═════ Source excerpt ═════

# Rear defroster / defogger turns off to soon



## Green (May 14, 2014)

brent769 said:


> Hello all,
> 
> Has anyone experienced their rear defroster / defogger turns off before the frost has been removed? The manual states that it'll run for about 10 mins, then turn off on its own. If you turn it on again, it says it will stay on for only 5 mins. I've timed mine and it only stays on for 6 mins the FIRST time and 3 mins afterwards. Does anyone know if their is a TSB or a way to keep the rear defroster on for longer? Wish they would leave me to control that function, not the computer. Rrr. Very frustrating on the cold days (Ya Canada) when I can't see out the back.
> Thanks!


Hhmm perhaps have a thought, just how cold is it there? (if u can , change to f temp for a states guy  )


----------



## brent769 (Apr 4, 2013)

mornings lately have been around -30C or -22F


----------



## Green (May 14, 2014)

brent769 said:


> mornings lately have been around -30C or -22F


Well thats a little cool  . The reason I asked is because on some GM vehicles around the 2011 time frame (don't know if its continued or applicable) there was something programmed that would not allow ( or perhaps turned off) electric type heat when battery was at 70% capacity or less. I could guess it was a safety feature of sorts to ensure vehicle had nore power to start, but the lack of seat heat and/or rear defrost did not sit well with some.


----------



## brent769 (Apr 4, 2013)

My seat heater will stay on for the duration of my drive, just not the rear defroster. Guess I am out of luck and just have to press the button every 3mins.


----------



## spacedout (Dec 7, 2010)

That time limit seems really low think mine stays on 10-15 minutes before it turns off, never noticed the second time I press it having any shorter duration either.

═════

*Set exercise 1:* Tally the rows that contain the string "chicken", with case counting, and give only the number.
These rows are unrelated to the defroster thread.

═════ The data ═════

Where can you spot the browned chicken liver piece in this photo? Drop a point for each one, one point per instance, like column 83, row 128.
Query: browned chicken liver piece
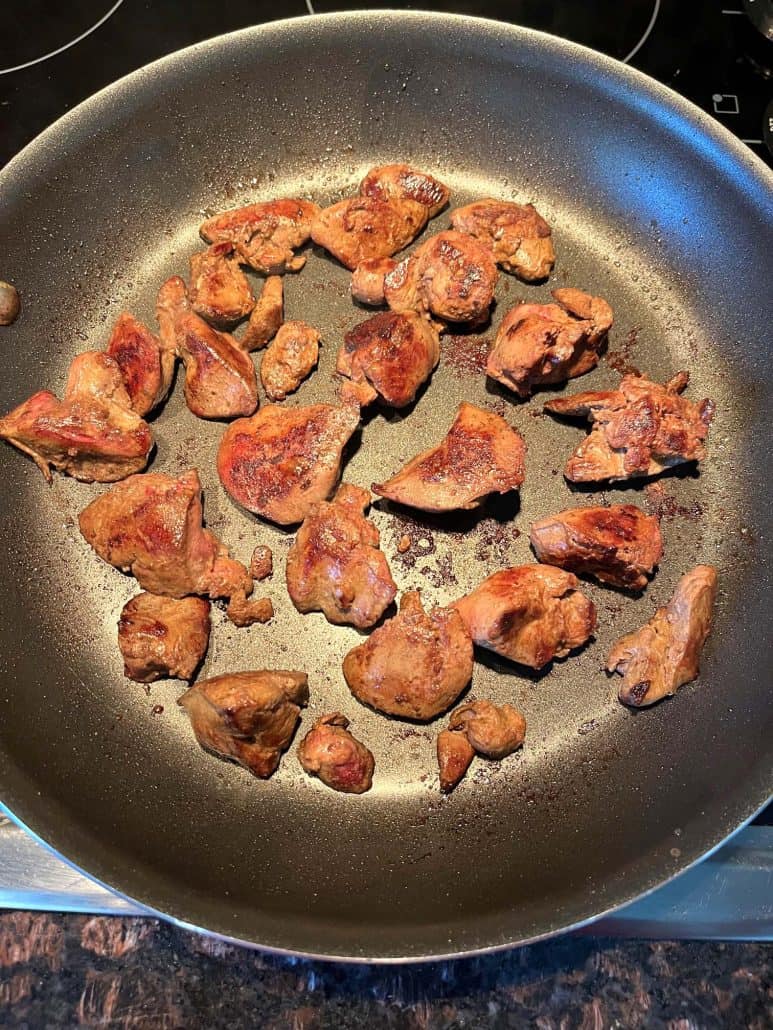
column 330, row 752
column 448, row 278
column 413, row 666
column 530, row 614
column 262, row 562
column 220, row 290
column 146, row 370
column 662, row 656
column 335, row 564
column 403, row 184
column 518, row 236
column 244, row 611
column 547, row 343
column 266, row 317
column 641, row 428
column 455, row 754
column 93, row 434
column 282, row 461
column 618, row 545
column 480, row 455
column 367, row 280
column 150, row 526
column 393, row 352
column 163, row 637
column 265, row 235
column 492, row 730
column 362, row 229
column 248, row 717
column 220, row 378
column 291, row 356
column 394, row 205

═════

*Set exercise 2:* Please answer from the defroster thread: how cold have brent769's mornings been lately?

*Correct response 1:* 2

*Correct response 2:* Around -30C, or -22F.